• Task statement:
How many lines in the rows below contain the string "facade", matching case exactly? Reply with the number only.

──────────

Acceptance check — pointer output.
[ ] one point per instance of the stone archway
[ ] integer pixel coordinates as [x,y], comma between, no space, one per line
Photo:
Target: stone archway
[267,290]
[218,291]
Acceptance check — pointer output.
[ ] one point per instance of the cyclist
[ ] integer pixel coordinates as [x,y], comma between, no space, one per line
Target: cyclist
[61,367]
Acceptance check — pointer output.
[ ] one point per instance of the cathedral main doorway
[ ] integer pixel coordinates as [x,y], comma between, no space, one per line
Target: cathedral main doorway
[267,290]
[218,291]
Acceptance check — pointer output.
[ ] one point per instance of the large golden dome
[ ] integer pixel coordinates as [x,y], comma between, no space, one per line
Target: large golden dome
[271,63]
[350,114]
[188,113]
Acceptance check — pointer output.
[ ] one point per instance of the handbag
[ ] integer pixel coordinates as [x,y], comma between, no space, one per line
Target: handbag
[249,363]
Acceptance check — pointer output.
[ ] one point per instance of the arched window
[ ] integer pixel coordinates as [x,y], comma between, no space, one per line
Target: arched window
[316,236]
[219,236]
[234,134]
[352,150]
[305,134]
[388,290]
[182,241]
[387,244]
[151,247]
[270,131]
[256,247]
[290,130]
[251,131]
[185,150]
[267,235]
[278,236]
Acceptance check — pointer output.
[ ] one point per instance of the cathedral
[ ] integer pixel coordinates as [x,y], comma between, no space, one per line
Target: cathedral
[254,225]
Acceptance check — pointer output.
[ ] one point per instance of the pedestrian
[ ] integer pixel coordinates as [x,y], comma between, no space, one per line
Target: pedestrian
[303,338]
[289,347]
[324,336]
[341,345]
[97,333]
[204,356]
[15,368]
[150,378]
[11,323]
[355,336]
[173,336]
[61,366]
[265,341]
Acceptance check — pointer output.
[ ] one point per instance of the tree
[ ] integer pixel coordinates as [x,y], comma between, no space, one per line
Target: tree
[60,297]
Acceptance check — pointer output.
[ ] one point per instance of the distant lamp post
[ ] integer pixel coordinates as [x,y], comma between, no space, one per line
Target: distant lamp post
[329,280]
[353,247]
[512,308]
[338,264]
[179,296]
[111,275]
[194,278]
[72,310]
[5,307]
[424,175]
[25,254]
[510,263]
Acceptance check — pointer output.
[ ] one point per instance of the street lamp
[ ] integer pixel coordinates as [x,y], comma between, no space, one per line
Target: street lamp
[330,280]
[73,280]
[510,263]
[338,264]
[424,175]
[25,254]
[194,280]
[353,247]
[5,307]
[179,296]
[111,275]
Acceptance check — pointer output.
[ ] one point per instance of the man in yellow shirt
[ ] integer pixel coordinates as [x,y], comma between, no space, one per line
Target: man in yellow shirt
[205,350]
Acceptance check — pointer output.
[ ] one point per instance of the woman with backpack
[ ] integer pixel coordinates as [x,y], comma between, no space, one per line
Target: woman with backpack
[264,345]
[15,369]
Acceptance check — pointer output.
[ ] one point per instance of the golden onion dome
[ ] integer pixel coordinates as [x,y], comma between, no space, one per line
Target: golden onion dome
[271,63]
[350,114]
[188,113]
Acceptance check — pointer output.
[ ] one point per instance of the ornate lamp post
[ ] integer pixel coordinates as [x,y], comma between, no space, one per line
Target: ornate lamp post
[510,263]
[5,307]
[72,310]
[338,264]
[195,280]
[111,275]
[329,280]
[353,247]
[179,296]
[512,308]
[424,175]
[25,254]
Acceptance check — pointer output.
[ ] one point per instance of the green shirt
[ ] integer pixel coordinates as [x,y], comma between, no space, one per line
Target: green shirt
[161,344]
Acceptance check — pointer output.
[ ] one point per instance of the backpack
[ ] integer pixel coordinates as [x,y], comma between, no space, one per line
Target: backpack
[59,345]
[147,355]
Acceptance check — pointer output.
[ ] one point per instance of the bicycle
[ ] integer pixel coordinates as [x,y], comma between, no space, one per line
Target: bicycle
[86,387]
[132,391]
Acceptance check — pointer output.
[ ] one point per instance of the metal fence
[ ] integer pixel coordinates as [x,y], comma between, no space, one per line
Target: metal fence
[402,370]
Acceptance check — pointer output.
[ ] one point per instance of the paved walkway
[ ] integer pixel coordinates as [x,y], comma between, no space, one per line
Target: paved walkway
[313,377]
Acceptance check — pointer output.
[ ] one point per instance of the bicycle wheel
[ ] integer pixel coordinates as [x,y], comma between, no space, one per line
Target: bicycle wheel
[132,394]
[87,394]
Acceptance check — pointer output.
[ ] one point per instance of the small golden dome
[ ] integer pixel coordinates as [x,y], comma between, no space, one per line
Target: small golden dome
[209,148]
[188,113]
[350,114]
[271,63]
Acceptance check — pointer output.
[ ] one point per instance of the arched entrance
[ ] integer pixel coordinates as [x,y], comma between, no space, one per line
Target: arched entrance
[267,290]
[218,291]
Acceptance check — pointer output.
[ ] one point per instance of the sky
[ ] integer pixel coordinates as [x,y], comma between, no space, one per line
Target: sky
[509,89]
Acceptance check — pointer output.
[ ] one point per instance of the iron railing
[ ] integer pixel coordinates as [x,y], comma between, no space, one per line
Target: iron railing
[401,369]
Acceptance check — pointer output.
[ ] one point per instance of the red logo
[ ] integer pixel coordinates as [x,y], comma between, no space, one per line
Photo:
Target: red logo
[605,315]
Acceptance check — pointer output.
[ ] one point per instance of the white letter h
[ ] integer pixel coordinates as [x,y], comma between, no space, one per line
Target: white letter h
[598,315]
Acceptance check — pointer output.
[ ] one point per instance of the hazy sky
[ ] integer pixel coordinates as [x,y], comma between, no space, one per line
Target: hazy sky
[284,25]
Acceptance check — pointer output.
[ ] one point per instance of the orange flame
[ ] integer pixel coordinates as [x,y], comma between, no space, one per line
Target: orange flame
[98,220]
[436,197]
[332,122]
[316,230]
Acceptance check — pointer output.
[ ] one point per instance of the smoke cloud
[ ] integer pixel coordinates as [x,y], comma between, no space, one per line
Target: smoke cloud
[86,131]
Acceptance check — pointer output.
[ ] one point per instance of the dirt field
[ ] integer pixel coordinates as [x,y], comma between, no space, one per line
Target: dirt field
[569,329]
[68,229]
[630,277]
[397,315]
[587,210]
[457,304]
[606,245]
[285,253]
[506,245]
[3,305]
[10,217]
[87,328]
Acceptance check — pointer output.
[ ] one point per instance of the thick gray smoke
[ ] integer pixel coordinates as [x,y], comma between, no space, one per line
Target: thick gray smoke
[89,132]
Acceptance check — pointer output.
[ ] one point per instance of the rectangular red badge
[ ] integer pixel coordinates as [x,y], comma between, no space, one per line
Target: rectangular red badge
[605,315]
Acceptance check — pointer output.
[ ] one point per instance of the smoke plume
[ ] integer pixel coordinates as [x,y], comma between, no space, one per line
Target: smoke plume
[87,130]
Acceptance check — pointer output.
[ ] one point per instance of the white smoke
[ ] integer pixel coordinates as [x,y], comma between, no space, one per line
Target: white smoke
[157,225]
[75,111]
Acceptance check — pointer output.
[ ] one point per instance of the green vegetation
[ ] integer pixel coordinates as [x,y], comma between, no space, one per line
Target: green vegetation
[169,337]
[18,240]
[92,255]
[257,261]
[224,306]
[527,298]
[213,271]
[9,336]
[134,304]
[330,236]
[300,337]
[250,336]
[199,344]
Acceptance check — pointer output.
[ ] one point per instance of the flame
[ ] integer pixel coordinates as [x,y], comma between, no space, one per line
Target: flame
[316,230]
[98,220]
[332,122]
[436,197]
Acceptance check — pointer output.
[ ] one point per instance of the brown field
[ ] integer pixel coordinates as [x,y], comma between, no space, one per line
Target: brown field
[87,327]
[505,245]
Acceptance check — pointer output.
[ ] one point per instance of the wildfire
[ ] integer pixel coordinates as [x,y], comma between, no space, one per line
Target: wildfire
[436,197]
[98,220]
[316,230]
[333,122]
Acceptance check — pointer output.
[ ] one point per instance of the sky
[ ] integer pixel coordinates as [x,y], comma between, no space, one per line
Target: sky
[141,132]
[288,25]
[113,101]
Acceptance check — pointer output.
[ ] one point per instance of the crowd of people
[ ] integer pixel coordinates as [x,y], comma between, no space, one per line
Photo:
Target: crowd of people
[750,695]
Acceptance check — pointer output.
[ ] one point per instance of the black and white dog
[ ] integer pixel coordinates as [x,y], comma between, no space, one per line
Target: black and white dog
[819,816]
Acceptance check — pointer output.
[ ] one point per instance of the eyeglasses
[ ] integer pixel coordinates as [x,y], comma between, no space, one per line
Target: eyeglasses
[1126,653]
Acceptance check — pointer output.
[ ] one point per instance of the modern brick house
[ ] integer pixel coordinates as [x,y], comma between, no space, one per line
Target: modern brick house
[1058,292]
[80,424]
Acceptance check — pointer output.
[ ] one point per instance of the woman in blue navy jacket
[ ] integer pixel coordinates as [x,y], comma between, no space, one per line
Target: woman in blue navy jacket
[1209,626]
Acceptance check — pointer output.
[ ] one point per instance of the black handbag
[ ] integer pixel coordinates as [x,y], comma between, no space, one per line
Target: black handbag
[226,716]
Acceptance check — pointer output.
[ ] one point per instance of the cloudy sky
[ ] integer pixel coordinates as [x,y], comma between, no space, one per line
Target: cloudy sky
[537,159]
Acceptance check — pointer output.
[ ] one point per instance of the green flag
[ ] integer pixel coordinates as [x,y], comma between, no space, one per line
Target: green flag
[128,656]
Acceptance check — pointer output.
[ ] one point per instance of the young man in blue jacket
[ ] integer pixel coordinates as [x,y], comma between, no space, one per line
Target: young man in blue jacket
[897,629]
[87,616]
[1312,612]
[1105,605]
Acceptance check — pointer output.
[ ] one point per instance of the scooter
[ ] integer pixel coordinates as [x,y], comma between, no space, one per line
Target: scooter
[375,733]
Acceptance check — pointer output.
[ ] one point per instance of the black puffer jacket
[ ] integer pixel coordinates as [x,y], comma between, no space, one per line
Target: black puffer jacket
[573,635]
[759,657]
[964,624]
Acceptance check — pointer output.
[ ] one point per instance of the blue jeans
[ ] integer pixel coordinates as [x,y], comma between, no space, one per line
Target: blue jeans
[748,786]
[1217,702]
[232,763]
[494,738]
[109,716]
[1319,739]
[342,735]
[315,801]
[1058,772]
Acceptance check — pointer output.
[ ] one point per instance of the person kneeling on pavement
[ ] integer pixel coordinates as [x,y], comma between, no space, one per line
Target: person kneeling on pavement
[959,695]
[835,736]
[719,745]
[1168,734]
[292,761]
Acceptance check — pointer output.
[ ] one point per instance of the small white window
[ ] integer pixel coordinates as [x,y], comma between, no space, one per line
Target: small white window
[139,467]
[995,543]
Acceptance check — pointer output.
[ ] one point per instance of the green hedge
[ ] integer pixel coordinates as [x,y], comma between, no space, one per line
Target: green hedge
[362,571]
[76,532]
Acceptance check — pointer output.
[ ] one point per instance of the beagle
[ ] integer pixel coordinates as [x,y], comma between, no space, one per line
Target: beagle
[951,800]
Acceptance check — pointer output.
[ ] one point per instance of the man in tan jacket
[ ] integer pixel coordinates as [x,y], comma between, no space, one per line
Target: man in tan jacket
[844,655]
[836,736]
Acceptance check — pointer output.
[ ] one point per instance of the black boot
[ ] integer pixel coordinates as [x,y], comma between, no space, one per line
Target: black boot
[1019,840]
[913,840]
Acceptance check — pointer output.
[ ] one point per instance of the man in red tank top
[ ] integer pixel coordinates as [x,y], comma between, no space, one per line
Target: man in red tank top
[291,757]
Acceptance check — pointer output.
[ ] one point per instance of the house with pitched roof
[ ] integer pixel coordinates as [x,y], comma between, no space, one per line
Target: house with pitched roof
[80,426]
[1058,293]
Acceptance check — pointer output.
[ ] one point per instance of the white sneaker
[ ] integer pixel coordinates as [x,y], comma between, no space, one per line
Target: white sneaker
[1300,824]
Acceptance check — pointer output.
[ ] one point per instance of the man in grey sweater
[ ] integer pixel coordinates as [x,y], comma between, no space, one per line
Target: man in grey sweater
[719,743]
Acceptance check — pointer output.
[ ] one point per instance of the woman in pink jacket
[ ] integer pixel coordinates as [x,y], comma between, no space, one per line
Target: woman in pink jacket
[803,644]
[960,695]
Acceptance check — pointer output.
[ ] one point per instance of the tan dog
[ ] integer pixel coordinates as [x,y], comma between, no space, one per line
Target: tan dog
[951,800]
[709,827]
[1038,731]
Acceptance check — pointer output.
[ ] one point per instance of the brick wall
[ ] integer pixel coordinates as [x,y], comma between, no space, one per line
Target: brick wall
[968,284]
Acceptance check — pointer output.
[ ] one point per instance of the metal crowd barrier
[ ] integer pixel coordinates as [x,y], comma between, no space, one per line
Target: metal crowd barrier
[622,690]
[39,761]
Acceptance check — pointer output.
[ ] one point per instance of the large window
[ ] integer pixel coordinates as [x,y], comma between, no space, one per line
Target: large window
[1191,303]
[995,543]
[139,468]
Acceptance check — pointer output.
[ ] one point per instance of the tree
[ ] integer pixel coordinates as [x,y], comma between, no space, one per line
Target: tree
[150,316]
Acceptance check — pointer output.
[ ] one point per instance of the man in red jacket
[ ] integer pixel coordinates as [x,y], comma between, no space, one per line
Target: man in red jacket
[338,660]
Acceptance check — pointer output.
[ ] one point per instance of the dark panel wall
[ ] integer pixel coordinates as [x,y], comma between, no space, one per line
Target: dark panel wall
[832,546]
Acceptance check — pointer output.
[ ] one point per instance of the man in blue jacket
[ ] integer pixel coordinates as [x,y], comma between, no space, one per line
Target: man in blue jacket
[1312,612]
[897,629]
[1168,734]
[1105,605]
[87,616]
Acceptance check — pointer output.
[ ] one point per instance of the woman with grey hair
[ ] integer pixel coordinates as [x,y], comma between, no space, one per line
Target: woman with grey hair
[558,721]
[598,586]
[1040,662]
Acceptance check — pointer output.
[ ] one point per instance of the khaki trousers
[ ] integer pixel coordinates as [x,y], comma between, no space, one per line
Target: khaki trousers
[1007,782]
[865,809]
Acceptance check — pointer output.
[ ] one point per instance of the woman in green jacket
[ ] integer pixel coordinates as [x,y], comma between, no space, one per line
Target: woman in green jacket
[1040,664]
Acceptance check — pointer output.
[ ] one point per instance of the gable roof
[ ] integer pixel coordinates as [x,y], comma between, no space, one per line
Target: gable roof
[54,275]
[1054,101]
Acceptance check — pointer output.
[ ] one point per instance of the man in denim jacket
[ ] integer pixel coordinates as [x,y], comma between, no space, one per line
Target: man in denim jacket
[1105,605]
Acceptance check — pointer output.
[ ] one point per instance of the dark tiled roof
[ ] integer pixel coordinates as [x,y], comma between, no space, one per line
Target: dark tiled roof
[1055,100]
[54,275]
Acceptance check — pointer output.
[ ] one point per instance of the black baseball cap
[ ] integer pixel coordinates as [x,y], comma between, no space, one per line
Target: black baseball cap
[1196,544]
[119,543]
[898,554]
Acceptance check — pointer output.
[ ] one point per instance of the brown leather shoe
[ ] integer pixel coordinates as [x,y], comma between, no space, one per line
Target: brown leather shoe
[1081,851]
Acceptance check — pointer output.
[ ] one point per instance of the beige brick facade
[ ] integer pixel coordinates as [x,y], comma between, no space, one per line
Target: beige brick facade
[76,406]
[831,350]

──────────

• Result for this exercise:
2